# Parts of the exercise
1) Write out the snake venom post from "4. Batroxobin" up to and including "(now largely discontinued).".
2) Why does the snake venom post list the leech-derived thrombin inhibitors even though they don't come from snakes? Answer in one to three sentences.
3) Resume the snake venom post from where it stops.

# Exercise passage
********

23/07/2025
Totally AWESOME Post 🐍🙌🏽
let's go into detail on snake venom in the medical field!
1. Captopril (Capoten)
-Use: Treats high blood pressure and heart failure.
-Source: Brazilian pit viper (Bothrops jararaca).
-How it works: Inhibits angiotensin-converting enzyme (ACE), lowering blood pressure.
-Fun fact: This was the first successful drug developed from snake venom, paving the way for ACE inhibitors.
2. Eptifibatide (Integrilin)
-Use: Prevents blood clots during heart procedures like angioplasty.
-Source: Southeastern pygmy rattlesnake (Sistrurus miliarius barbouri).
-How it works: Blocks platelet aggregation by targeting glycoprotein IIb/IIIa receptors.
3. Tirofiban (Aggrastat)
-Use: Also used to prevent blood clots in patients with acute coronary syndrome.
-Source: Inspired by venom of the saw-scaled viper (Echis carinatus).
-How it works: Similar to eptifibatide prevents platelets from sticking together.
4. Batroxobin
-Use: Used in diagnostic tests and occasionally to treat blood clotting disorders.
-Source: Bothrops atrox venom.
-How it works: Promotes clotting by acting directly on fibrinogen, unlike thrombin.
5. Ancrod
-Use: Investigated for use in stroke treatment (now largely discontinued).
-Source: Malayan pit viper (Calloselasma rhodostoma).
-How it works: Breaks down fibrinogen, reducing the risk of clot formation.
6. Other Venom‑Derived Biotherapeutics (Non-Snake or Broader Venom Sources)
Although not from snake venom, these merit inclusion for context they’re from other venomous animals:
-Exenatide (Byetta®, Bydureon®): GLP‑1 receptor agonist derived from Gila monster (Heloderma suspectum) venom; used to treat type 2 diabetes mellitus
-Ziconotide (Prialt®): From a cone snail (Conus magus) approved for severe chronic pain, delivered intrathecally
7. Leech‑derived thrombin inhibitors:
-Bivalirudin (Angiomax®), Lepirudin (Refludan®), Desirudin (Iprivask®): used for anticoagulation, derived from medicinal leech venom; not snake but relevant in the same venom‑based therapeutics category.
8. Emerging experimental drugs derived from snake venom
-Mambalgins – Non-Opioid Painkillers
-Source: Black mamba (Dendroaspis polylepis)
-Target: Acid-sensing ion channels (ASICs) in the nervous system
-Effect: Strong analgesic effect without respiratory depression, addiction, or tolerance
-Status: Preclinical; identified in 2012 (Inserm, France); ongoing work to develop synthetic or modified analogs
-Potential use: Chronic pain, cancer pain, post-surgical pain
-A highly anticipated alternative to opioids.
9. Contortrostatin – Anti-Metastatic & Anti-Angiogenic
Source: Agkistrodon contortrix contortrix (southern copperhead)
-Type: Disintegrin (protein that binds integrins on cell surfaces)

********

# Records

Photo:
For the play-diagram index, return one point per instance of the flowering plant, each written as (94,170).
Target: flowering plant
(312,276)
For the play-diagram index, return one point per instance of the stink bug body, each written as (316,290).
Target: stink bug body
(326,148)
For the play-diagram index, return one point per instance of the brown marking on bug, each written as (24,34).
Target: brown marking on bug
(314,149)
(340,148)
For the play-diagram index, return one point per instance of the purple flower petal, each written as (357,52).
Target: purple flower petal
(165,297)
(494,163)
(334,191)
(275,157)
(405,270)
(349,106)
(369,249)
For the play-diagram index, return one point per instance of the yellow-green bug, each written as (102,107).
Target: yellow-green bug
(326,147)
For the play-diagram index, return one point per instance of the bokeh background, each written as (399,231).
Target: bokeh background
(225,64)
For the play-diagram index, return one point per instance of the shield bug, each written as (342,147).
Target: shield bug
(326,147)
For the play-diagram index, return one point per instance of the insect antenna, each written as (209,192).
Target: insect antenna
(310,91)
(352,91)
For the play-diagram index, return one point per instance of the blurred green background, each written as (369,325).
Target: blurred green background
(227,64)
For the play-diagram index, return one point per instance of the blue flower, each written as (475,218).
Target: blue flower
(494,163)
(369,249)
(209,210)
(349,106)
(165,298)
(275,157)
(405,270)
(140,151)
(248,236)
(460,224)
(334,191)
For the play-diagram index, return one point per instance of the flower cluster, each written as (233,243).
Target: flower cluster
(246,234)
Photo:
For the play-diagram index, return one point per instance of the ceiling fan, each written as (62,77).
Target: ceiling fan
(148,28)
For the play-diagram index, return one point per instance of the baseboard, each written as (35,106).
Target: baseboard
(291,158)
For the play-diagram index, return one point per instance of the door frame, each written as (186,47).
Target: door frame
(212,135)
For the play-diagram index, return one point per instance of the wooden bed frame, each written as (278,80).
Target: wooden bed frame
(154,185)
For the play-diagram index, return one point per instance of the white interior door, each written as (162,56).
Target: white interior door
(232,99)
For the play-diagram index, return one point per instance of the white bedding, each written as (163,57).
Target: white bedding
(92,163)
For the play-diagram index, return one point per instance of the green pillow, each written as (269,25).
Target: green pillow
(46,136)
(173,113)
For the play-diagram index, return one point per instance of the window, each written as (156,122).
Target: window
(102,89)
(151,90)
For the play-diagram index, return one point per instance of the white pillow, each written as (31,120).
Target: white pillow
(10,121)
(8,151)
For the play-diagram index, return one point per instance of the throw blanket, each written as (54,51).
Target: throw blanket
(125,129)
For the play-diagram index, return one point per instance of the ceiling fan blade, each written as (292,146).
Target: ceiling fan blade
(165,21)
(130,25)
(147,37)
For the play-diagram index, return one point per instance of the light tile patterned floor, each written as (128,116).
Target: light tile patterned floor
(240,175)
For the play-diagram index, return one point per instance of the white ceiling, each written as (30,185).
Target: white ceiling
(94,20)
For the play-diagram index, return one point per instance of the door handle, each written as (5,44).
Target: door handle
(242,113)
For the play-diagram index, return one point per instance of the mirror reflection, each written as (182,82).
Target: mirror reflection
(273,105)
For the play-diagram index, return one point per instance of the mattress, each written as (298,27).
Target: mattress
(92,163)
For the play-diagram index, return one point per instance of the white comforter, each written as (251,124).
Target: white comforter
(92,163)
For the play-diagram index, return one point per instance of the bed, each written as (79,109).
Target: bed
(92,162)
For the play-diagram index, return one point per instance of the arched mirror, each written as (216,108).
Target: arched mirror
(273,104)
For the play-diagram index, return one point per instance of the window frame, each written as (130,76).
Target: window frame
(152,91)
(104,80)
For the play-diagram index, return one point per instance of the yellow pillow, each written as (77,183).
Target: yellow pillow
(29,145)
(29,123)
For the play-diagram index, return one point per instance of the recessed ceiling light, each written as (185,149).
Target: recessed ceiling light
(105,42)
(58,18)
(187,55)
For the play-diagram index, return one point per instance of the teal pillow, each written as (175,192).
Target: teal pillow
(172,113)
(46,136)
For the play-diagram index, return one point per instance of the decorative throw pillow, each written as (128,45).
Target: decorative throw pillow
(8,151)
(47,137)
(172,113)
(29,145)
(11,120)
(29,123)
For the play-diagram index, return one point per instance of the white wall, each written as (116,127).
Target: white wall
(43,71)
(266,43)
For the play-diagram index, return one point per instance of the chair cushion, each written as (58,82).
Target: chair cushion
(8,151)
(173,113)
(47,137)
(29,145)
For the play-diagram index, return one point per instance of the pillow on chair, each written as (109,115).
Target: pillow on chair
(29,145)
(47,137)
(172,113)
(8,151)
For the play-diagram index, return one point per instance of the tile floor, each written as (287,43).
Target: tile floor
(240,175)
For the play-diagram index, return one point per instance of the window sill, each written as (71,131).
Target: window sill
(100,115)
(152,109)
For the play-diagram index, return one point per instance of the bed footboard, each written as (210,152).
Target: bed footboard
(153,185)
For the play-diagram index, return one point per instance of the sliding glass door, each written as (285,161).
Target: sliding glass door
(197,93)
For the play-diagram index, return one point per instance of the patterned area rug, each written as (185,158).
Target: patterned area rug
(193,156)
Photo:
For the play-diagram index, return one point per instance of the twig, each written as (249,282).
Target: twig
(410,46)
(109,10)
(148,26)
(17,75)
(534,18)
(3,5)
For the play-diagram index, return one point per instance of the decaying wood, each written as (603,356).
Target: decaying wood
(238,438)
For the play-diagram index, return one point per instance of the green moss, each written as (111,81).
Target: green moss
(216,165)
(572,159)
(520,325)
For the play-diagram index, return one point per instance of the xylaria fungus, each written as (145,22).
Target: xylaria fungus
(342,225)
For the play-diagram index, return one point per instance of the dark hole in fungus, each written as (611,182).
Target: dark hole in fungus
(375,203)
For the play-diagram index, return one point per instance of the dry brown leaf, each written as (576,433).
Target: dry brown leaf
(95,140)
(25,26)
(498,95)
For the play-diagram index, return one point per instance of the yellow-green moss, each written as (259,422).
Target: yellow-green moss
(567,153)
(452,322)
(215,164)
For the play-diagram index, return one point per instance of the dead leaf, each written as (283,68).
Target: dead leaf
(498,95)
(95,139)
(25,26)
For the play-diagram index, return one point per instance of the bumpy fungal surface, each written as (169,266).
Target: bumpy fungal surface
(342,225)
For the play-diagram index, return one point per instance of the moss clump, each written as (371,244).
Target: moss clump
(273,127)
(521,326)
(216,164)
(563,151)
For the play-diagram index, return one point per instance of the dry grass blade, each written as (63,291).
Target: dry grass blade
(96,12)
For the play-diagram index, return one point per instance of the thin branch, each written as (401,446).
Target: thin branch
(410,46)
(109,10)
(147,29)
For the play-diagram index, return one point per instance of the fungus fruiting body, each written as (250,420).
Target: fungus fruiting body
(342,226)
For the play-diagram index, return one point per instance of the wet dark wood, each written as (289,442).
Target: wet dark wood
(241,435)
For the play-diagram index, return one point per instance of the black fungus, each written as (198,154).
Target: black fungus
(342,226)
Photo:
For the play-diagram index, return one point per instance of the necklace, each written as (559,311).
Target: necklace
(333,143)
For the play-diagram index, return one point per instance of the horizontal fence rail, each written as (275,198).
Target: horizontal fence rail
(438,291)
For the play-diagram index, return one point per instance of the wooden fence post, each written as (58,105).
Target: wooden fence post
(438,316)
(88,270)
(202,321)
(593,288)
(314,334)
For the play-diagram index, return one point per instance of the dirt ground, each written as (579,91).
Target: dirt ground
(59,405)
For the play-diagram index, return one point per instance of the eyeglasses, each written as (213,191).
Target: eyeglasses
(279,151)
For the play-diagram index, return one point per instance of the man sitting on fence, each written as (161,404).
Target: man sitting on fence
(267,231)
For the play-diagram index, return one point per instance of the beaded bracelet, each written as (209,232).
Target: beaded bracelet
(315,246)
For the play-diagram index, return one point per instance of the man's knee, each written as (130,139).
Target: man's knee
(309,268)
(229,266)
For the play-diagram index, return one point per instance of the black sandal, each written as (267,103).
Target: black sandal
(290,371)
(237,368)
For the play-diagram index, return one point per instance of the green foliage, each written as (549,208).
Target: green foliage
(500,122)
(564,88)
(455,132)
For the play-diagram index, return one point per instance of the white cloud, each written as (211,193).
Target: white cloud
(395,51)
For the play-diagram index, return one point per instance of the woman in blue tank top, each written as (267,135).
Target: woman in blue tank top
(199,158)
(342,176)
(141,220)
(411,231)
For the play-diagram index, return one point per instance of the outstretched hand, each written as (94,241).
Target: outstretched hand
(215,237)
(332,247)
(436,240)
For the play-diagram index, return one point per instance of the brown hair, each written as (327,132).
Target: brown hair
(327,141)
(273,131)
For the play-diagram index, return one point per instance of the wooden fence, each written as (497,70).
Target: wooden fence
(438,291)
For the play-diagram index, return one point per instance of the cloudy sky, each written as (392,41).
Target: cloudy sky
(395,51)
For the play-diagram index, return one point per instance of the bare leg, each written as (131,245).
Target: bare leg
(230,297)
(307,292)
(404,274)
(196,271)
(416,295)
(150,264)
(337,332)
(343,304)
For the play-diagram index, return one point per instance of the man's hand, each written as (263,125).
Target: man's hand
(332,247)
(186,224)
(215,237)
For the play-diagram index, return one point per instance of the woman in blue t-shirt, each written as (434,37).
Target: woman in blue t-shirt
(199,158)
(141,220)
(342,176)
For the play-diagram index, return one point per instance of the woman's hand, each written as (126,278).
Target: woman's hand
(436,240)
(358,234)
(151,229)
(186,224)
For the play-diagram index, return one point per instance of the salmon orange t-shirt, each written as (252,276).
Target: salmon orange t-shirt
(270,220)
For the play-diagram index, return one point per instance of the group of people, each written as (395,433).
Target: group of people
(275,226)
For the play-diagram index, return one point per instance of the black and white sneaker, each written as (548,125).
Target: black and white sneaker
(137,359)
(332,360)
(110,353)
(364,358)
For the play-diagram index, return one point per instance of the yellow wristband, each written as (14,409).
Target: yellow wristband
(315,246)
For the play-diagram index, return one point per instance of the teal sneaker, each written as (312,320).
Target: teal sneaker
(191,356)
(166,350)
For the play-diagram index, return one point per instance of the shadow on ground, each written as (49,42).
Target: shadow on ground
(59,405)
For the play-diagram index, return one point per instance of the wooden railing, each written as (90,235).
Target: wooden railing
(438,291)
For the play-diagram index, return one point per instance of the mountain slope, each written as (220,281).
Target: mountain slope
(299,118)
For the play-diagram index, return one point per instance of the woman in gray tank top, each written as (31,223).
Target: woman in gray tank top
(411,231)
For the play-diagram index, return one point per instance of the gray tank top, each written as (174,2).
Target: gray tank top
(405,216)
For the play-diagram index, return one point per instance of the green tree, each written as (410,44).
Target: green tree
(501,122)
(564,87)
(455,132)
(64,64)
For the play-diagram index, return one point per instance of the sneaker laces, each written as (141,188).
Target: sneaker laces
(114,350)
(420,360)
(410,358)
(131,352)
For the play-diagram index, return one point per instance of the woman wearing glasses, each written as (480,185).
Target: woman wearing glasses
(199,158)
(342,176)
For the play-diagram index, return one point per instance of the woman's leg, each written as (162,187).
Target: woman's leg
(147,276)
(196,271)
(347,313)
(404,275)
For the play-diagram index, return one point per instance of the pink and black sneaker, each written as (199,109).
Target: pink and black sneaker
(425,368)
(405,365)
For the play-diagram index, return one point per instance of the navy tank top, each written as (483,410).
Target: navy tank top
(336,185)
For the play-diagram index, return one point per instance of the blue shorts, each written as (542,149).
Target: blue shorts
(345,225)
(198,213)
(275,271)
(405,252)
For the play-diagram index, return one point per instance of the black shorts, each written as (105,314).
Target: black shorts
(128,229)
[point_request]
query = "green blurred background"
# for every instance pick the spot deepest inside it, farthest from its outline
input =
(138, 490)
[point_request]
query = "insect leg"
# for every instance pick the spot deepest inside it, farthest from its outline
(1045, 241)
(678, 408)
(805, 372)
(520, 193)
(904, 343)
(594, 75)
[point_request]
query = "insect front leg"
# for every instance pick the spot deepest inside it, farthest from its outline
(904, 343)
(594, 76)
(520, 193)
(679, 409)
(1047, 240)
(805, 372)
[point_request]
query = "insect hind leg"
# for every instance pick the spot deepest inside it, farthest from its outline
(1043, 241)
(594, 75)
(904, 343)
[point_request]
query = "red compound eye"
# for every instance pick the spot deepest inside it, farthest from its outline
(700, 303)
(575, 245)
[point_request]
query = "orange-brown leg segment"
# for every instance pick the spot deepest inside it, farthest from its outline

********

# Exercise responses
1)
4. Batroxobin
-Use: Used in diagnostic tests and occasionally to treat blood clotting disorders.
-Source: Bothrops atrox venom.
-How it works: Promotes clotting by acting directly on fibrinogen, unlike thrombin.
5. Ancrod
-Use: Investigated for use in stroke treatment (now largely discontinued).

2) They come from medicinal leech venom, not snake venom, but the post includes them because they belong to the same category of venom-based therapeutics. They are used for anticoagulation.

3)
-Effect: Inhibits tumor cell adhesion, migration, angiogenesis, and metastasis
-Preclinical success: Suppressed breast cancer metastasis in mice (MD Anderson research)
-Delivery strategy: Liposomal formulations to improve stability and targeting
-Not cytotoxic blocks spread rather than kills cells so it’s less harsh than chemo.
10. Salmosin – Tumor Angiogenesis Blocker
Source: Agkistrodon halys brevicaudus (Korean viper)
-Type: Disintegrin peptide
-Effect: Binds integrin on endothelial cells inhibits blood vessel formation (anti-angiogenic)
-Cancer models: Inhibited melanoma and glioma progression in mice
-Status: Experimental; explored for glioblastoma and other solid tumors
11. Echistatin & Derivatives – Integrin Blockers
-Source: Echis carinatus (saw-scaled viper)
-Target: Integrins involved in tumor growth, angiogenesis, and metastasis
-Variants: Used to create synthetic analogs for better pharmacokinetics
-Current role: Used as molecular scaffolds in cancer and cardiovascular research
12. Crotoxin – Dual Role in Pain and Cancer
-Source: Crotalus durissus terrificus (South American rattlesnake)
-Components: Phospholipase A2 + crotapotin (a stabilizing protein)
Effects:
Neurotoxic at high doses
-Immunomodulatory and anti-inflammatory at low doses
-Shown to suppress tumors and pain responses in animal models
-Potential: Adjuvant in cancer therapy, autoimmune diseases
-Status: Preclinical/experimental
13. Cardiotoxin (CTX) – Cancer Cell Apoptosis Induction
-Source: Naja naja atra (Chinese cobra)
-Effect: Induces apoptosis in liver, breast, and leukemia cells via mitochondrial pathways
-Challenge: High toxicity needs targeting or nanoformulations
-Research direction: Encapsulation in liposomes or antibodies for tumor selectivity
14. Snake Venom–Derived Nanoparticles
-Concept: Using venom peptides (like disintegrins or PLA2s) to coat or load nanoparticles that selectively bind to cancer cells
Goals:
-Reduce off-target effects
-Increase bioavailability
-Deliver drugs directly to tumor vasculature
-In progress: Multiple labs are investigating conjugates of venom peptides with gold nanoparticles or liposomes
15. Neurotoxins as Autoimmune/Neurological Modulators
-Venoms from elapids (e.g., cobras, kraits, mambas) contain α- and β-neurotoxins that interact with:
-Nicotinic acetylcholine receptors
-Sodium and potassium ion channels
Emerging uses:
-Treating multiple sclerosis, Alzheimer’s, or Parkinson’s via neuroprotective pathways
-Blocking autoimmune inflammation (very early research)